# Char-broil Electric Smoker



## wwinflorida (Apr 12, 2007)

I used my Char-broil smoker for the 2nd time this week and the paint started to peel off the inside of the barrell and the lid.  Has this happened to anyone else?  I wasn't too worried about it but it started to rust where the paint peeled off immediately afterward.


----------



## larry maddock (Apr 12, 2007)

IT WAS THE 3RD SMOKE 
	

	
	
		
		



		
			






I NOTICED THE PEELING


----------



## wwinflorida (Apr 13, 2007)

I sprayed it with vegetable oil hoping that would slow down the rust process and maybe season it like my cast iron but I am not sure if that is going to work.  How long have you been using yours?


----------



## larry maddock (Apr 13, 2007)

right at 3 yrs

i luv my char-broil h2o electric smoker...


----------



## dodgefather1 (Apr 15, 2007)

I just purchased a char-broil elec. smoker.  Can someone tell me if the thermostat is controlled?  I used it fot the first time today and never did get very hot but I noticed the light kept going off?  Thanks


----------



## larry maddock (Apr 16, 2007)

::::::::

Job 1 :: Retype the smoker thread starting with "## wwinflorida (Apr 13, 2007)" and going on through "been using yours?".
Job 2 :: List each distinct username that appears as a poster in the smoker thread.

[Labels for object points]
::::::::

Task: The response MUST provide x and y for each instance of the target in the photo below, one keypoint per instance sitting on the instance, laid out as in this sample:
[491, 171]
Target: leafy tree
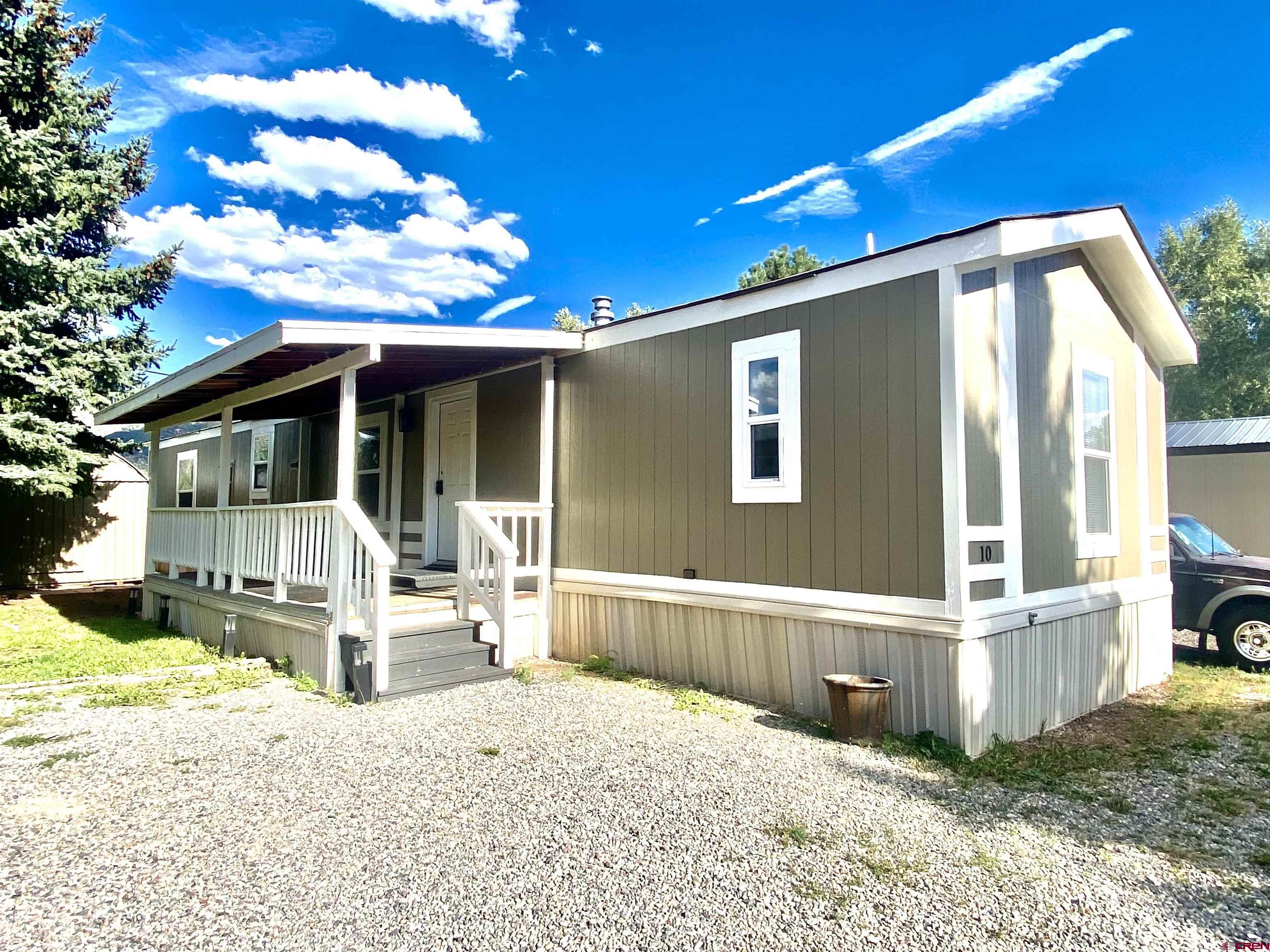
[72, 334]
[780, 263]
[1218, 267]
[566, 319]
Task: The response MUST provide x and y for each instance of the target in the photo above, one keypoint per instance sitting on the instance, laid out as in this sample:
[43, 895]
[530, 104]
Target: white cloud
[312, 165]
[489, 22]
[832, 198]
[505, 306]
[409, 271]
[345, 95]
[819, 172]
[999, 102]
[149, 92]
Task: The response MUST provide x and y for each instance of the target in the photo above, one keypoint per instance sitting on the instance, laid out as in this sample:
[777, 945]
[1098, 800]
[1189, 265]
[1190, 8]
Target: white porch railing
[498, 544]
[328, 545]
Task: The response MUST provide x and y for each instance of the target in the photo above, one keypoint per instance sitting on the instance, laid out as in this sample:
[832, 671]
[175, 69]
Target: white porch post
[547, 489]
[342, 551]
[220, 577]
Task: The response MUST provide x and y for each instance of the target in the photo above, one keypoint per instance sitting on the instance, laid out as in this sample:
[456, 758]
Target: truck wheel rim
[1253, 641]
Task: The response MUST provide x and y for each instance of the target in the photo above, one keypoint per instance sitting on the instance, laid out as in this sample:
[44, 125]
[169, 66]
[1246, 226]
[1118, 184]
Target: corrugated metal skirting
[1012, 685]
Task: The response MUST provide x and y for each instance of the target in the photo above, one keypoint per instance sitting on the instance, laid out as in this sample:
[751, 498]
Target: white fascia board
[352, 333]
[227, 358]
[1114, 249]
[883, 267]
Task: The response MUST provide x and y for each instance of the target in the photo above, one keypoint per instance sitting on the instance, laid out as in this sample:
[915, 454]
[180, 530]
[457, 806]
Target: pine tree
[73, 337]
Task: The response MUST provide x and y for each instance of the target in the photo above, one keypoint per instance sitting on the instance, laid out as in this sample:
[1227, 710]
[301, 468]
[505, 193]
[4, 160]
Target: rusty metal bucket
[860, 706]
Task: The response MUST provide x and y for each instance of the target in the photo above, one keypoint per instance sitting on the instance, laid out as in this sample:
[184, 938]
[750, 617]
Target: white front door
[454, 476]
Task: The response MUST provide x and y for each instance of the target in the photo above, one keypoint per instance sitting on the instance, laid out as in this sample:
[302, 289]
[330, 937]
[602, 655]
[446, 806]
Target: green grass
[74, 635]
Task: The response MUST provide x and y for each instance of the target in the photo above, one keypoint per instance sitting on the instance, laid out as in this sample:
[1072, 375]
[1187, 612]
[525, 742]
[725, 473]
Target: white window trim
[787, 488]
[181, 457]
[382, 421]
[1089, 545]
[268, 465]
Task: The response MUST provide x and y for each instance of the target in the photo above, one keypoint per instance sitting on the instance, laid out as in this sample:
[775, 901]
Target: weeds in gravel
[30, 740]
[59, 758]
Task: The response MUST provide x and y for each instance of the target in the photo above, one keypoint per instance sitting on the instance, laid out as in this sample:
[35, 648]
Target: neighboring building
[94, 540]
[1218, 471]
[943, 464]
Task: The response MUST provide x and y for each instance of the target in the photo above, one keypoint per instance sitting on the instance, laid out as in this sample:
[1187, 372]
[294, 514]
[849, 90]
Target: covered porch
[455, 588]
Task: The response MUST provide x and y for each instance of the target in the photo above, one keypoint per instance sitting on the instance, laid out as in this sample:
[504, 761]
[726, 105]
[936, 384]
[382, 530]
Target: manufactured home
[943, 464]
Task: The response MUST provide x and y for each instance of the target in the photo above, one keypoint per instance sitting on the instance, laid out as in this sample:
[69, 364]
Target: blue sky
[428, 160]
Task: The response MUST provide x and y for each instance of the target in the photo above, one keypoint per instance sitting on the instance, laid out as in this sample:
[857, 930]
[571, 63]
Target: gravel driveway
[607, 819]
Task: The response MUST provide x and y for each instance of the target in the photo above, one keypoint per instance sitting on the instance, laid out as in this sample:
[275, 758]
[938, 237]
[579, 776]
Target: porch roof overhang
[291, 369]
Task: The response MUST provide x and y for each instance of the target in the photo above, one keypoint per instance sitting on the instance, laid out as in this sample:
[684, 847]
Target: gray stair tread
[445, 680]
[427, 653]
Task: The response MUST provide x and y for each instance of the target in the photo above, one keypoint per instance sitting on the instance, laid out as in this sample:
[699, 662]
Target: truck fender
[1206, 617]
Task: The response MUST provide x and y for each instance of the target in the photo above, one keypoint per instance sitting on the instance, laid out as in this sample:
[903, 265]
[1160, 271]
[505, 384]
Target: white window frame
[382, 421]
[186, 455]
[268, 465]
[1095, 545]
[788, 487]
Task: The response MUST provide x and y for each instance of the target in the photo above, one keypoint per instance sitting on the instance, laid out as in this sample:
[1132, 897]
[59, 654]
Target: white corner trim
[788, 487]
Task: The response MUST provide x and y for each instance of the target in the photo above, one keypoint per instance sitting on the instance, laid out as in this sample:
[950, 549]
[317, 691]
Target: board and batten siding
[645, 452]
[1060, 302]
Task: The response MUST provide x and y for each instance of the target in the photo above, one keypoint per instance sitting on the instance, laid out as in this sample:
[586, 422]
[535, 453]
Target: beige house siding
[1060, 302]
[645, 452]
[978, 304]
[1226, 492]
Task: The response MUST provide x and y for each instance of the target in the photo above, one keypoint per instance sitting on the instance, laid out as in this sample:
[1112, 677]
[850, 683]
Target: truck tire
[1244, 638]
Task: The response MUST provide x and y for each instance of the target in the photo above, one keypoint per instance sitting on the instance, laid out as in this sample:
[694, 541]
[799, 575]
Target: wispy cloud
[150, 93]
[222, 342]
[504, 307]
[832, 198]
[309, 167]
[999, 103]
[819, 172]
[345, 95]
[491, 23]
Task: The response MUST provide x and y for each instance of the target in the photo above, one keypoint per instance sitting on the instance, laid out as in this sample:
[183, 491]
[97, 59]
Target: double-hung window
[1098, 530]
[187, 478]
[262, 462]
[370, 470]
[766, 422]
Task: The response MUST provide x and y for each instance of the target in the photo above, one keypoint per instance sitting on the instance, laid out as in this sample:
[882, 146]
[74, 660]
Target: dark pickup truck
[1220, 591]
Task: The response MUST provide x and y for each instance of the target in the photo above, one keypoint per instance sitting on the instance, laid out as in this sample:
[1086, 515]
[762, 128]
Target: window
[262, 462]
[766, 428]
[1098, 531]
[369, 465]
[187, 478]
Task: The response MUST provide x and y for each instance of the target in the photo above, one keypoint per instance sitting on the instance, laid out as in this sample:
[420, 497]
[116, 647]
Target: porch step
[442, 681]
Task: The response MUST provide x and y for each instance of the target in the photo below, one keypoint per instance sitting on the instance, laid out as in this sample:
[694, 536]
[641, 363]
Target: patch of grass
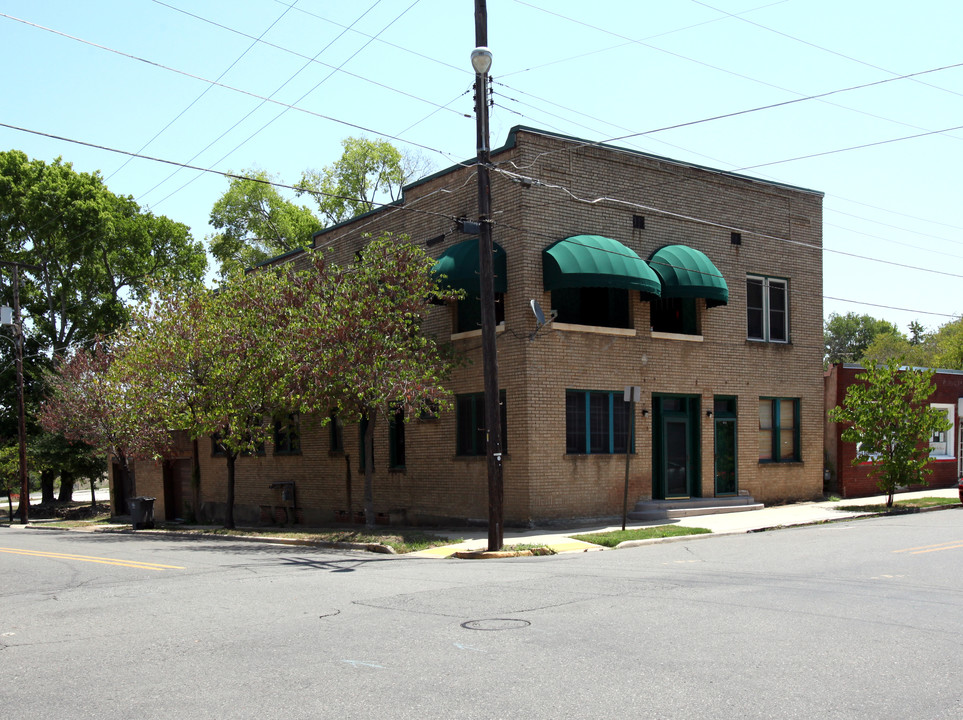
[902, 505]
[613, 538]
[401, 542]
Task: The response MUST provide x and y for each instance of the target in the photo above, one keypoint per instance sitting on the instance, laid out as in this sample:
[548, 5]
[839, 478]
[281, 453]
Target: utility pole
[17, 324]
[481, 62]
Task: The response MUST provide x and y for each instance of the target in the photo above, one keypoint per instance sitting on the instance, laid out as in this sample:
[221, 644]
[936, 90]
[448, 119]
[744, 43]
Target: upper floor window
[598, 306]
[767, 306]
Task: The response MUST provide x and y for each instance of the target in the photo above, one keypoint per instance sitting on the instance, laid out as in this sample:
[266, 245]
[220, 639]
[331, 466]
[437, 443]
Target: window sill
[676, 336]
[595, 329]
[476, 333]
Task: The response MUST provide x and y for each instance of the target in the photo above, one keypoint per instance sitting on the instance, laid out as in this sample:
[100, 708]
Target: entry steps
[669, 509]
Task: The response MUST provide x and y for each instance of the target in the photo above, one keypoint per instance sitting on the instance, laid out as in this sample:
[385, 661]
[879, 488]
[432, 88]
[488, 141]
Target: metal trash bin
[141, 513]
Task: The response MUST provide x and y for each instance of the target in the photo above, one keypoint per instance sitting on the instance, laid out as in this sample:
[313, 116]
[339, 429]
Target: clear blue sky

::::::::

Exercise answer 1 ::
## wwinflorida (Apr 13, 2007)

I sprayed it with vegetable oil hoping that would slow down the rust process and maybe season it like my cast iron but I am not sure if that is going to work.  How long have you been using yours?

Exercise answer 2 ::
wwinflorida
larry maddock
dodgefather1